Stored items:
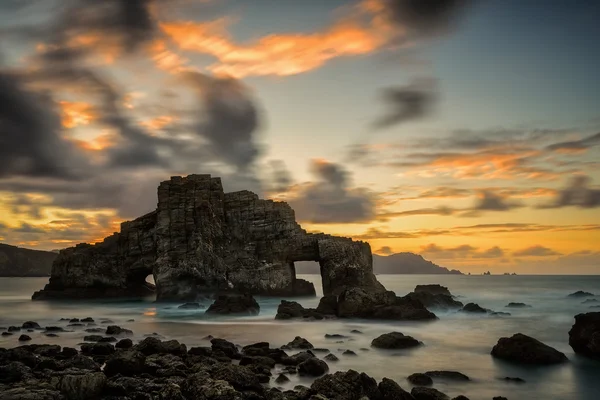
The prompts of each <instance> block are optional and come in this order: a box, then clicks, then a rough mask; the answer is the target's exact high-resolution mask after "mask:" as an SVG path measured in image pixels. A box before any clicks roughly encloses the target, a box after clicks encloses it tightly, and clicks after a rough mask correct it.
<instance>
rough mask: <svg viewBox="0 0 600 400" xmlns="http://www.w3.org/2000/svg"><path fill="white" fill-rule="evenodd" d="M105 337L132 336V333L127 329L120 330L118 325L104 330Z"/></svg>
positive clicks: (108, 327) (110, 325)
mask: <svg viewBox="0 0 600 400" xmlns="http://www.w3.org/2000/svg"><path fill="white" fill-rule="evenodd" d="M105 333H106V334H107V335H133V332H132V331H131V330H129V329H125V328H121V327H120V326H118V325H110V326H108V327H107V328H106V332H105Z"/></svg>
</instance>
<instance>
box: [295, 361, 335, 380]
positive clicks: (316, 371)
mask: <svg viewBox="0 0 600 400" xmlns="http://www.w3.org/2000/svg"><path fill="white" fill-rule="evenodd" d="M327 371H329V366H328V365H327V363H326V362H325V361H323V360H319V359H318V358H316V357H311V358H309V359H308V360H306V361H303V362H301V363H300V364H298V373H300V375H306V376H314V377H317V376H321V375H323V374H325V373H326V372H327Z"/></svg>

**TRY IT**
Copy the rows word for word, beginning at the line that contains "</instance>" and stopping after the line that contains "positive clicks: (316, 371)".

**SOLUTION TO THE EXERCISE**
</instance>
<instance>
box: [295, 361, 335, 380]
positive clicks: (316, 371)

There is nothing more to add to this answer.